Directions for this task –
Copy out the records word for word, starting at their first line and ending at the line containing "[49,5,58,10]", with both of those lines included.

Exercise input –
□ □ □ □

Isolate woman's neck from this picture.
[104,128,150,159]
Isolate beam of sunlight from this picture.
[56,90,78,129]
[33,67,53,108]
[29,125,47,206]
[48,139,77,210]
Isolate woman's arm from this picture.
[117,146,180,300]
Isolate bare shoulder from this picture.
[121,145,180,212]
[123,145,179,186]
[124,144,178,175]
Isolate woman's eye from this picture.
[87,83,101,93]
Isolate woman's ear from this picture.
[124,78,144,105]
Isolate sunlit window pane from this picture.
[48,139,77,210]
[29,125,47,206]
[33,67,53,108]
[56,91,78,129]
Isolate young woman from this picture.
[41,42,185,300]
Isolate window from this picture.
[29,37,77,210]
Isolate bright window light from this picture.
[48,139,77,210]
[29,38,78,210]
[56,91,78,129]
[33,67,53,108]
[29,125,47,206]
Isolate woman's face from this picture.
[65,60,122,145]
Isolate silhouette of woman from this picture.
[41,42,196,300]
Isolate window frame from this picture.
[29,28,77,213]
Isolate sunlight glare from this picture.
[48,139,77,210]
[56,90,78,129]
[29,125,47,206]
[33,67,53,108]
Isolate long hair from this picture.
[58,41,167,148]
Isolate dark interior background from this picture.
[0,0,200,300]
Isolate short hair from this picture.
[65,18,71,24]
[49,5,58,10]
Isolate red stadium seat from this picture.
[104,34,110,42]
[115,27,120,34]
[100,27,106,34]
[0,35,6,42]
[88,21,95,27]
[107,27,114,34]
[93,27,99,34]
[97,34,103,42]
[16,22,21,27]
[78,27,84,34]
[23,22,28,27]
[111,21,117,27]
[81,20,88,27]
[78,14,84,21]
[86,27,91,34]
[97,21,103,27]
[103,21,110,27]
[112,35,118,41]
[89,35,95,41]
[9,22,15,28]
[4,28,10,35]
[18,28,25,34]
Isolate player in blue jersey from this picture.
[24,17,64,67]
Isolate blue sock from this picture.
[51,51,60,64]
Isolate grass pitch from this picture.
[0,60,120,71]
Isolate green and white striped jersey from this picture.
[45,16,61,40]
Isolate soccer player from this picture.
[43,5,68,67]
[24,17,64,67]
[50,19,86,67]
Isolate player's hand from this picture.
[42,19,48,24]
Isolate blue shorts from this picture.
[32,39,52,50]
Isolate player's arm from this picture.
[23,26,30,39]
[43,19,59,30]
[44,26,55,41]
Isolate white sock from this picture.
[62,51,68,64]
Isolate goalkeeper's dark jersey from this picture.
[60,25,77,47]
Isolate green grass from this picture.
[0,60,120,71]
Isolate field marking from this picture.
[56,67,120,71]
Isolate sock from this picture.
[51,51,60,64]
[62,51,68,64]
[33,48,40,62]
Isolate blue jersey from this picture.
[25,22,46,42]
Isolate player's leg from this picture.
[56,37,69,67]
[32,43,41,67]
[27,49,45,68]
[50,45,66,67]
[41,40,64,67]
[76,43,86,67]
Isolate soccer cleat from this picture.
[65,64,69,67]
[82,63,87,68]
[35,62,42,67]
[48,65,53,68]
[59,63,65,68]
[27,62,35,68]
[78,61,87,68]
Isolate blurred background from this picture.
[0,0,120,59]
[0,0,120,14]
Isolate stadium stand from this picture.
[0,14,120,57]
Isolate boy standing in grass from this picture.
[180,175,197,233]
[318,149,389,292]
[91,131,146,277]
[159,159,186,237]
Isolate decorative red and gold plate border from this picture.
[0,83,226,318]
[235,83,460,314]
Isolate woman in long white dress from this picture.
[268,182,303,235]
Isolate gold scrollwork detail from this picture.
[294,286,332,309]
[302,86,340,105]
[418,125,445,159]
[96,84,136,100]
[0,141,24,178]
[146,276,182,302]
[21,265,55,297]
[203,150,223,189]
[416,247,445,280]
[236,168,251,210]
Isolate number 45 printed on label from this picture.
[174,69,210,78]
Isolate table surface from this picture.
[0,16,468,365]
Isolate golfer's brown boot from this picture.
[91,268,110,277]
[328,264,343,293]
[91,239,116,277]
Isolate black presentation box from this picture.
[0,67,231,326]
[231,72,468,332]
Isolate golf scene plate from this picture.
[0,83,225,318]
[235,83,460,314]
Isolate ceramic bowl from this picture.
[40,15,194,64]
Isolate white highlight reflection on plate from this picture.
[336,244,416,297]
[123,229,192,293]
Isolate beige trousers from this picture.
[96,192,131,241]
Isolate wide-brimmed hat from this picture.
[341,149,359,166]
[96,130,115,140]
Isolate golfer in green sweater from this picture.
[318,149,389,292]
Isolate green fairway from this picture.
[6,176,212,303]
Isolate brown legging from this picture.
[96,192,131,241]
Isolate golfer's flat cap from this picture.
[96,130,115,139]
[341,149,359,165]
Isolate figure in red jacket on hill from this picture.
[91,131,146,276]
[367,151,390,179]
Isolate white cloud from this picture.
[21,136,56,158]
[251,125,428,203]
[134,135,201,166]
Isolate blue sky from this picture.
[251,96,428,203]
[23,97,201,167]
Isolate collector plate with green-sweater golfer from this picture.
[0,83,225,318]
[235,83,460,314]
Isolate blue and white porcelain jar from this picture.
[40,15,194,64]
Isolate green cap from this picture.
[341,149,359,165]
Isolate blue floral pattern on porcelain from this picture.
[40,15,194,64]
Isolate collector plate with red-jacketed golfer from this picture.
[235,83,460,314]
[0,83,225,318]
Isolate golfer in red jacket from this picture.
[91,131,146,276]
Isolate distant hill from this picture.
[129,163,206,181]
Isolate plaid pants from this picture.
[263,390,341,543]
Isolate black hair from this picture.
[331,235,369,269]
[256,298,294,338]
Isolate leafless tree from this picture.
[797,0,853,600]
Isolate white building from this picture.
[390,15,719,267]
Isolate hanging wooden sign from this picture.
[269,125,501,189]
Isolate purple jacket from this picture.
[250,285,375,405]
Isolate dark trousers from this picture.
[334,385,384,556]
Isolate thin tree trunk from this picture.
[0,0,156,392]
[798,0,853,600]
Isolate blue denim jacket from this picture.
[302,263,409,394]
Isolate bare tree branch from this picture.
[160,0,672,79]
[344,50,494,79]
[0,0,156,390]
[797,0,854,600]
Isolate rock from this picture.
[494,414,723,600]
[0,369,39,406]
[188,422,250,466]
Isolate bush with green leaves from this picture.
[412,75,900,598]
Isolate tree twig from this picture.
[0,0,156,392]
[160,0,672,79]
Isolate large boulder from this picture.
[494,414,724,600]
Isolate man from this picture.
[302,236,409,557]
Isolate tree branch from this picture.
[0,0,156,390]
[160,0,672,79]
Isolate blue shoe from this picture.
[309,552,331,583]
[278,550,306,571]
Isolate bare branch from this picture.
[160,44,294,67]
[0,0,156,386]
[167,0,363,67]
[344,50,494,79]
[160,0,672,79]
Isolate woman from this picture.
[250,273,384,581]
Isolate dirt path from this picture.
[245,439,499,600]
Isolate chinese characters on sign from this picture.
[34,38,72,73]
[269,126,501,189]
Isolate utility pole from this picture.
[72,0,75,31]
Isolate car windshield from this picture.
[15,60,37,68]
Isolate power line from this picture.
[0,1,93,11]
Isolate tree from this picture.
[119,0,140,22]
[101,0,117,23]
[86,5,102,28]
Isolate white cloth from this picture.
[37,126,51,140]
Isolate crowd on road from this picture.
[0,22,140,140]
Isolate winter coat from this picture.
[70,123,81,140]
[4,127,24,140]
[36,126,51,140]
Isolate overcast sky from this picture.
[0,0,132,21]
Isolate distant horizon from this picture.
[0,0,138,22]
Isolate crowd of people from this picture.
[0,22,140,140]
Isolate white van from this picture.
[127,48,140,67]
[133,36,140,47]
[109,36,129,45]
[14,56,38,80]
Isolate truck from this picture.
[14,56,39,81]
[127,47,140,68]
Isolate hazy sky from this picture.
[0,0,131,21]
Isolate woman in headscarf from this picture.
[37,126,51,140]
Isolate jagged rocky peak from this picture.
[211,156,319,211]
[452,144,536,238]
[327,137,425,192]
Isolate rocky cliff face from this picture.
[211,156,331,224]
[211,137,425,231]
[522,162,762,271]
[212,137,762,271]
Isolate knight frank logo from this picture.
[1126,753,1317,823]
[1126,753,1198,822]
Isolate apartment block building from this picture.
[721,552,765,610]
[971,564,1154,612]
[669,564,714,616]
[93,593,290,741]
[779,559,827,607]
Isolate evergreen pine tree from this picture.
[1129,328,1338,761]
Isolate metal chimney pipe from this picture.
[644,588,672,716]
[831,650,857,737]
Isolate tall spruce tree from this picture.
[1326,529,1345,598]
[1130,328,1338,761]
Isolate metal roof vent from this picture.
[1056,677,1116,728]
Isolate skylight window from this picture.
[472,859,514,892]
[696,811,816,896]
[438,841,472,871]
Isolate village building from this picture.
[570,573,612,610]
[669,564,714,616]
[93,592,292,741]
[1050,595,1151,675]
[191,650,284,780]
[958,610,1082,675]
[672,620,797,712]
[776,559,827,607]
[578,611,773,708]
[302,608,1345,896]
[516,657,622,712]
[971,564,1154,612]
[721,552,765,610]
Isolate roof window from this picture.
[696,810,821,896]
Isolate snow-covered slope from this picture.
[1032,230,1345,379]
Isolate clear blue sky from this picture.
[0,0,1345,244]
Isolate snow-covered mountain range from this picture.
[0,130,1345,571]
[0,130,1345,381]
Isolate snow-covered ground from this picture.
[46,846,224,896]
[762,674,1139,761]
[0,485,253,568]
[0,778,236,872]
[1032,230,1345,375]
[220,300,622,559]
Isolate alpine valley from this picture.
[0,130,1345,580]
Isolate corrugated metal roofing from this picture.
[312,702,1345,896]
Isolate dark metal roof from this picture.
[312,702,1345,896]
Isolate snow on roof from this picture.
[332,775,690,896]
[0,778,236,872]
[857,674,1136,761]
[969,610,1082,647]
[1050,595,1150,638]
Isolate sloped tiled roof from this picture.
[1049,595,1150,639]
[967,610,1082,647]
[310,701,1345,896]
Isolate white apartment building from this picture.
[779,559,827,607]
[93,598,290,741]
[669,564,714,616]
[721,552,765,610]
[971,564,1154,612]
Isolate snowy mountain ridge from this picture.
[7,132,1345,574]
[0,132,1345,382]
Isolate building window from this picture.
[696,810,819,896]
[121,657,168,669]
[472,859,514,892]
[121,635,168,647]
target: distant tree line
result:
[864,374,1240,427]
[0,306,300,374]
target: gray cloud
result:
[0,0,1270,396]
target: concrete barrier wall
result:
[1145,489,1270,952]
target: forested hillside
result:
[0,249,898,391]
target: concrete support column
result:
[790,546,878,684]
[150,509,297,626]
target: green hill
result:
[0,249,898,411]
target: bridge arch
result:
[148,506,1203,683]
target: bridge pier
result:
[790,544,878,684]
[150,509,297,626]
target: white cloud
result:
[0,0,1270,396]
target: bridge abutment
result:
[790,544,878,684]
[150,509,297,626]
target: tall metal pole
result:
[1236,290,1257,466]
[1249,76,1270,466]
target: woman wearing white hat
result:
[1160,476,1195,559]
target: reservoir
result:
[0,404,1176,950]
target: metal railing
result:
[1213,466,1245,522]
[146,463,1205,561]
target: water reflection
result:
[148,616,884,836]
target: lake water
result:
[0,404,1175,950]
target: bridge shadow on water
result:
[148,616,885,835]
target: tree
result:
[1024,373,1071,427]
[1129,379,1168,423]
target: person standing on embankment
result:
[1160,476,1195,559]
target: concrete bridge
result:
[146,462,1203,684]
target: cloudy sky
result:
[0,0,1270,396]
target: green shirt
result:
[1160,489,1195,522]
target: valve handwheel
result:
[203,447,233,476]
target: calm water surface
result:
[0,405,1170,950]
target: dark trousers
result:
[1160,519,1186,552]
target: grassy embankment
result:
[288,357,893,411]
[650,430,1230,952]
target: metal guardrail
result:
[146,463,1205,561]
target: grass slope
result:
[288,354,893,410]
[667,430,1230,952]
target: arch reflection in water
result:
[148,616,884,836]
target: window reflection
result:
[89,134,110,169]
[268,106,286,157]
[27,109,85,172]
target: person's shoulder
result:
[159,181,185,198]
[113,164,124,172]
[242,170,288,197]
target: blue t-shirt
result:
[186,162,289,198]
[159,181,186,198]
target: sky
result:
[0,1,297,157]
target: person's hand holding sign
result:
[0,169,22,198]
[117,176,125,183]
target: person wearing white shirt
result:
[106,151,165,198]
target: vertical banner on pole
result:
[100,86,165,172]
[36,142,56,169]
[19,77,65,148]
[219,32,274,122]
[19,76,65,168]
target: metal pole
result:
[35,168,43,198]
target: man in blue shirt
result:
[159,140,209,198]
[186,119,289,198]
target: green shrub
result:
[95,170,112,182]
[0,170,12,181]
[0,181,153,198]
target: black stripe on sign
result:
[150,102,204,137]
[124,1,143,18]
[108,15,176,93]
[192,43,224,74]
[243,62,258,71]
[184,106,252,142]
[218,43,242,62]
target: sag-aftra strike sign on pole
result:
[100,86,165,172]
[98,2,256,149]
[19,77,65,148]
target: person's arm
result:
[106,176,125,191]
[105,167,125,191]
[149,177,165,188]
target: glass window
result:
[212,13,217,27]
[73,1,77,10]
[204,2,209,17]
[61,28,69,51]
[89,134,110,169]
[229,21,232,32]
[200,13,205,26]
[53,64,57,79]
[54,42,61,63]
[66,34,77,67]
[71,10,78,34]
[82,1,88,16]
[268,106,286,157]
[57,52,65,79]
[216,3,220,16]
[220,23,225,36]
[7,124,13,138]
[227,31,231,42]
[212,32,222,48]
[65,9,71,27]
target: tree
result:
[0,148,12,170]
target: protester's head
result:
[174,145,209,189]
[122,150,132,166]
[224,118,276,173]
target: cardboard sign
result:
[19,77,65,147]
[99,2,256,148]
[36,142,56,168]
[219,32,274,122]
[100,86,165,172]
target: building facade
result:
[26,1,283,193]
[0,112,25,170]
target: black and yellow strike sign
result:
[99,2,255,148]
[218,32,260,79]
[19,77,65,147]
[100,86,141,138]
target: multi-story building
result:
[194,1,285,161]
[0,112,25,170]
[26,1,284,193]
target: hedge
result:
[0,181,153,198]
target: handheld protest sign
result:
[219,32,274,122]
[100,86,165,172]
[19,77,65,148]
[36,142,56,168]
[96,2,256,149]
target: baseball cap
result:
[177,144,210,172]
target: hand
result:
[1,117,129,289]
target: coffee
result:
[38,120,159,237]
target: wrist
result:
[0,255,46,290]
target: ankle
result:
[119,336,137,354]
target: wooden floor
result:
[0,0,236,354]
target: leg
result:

□ □ □ □

Finished exercise –
Isolate woman's neck from this picture.
[104,128,150,159]
Isolate beam of sunlight from this picture.
[56,90,78,129]
[33,67,53,108]
[29,125,47,206]
[48,139,77,210]
Isolate woman's arm from this picture.
[117,146,180,300]
Isolate bare shoulder from this picture.
[121,145,180,212]
[123,145,179,186]
[124,144,178,175]
Isolate woman's eye from this picture.
[87,83,101,93]
Isolate woman's ear from this picture.
[124,78,144,105]
Isolate sunlit window pane from this picture.
[48,139,77,210]
[29,125,47,206]
[33,67,53,108]
[56,91,78,129]
Isolate young woman from this picture.
[41,42,185,300]
Isolate window from this picture.
[29,37,77,210]
Isolate bright window light from this picture.
[48,139,77,210]
[29,38,78,210]
[56,91,78,129]
[33,67,53,108]
[29,125,47,206]
Isolate woman's face from this picture.
[65,60,122,145]
Isolate silhouette of woman from this picture.
[41,42,196,300]
Isolate window frame from this picture.
[29,28,77,213]
Isolate sunlight glare from this picture.
[48,139,77,210]
[56,90,78,129]
[29,125,47,206]
[33,67,53,108]
Isolate long hair from this picture.
[58,41,167,148]
Isolate dark interior background from this picture.
[0,0,200,300]
Isolate short hair from this picture.
[65,18,71,24]
[49,5,58,10]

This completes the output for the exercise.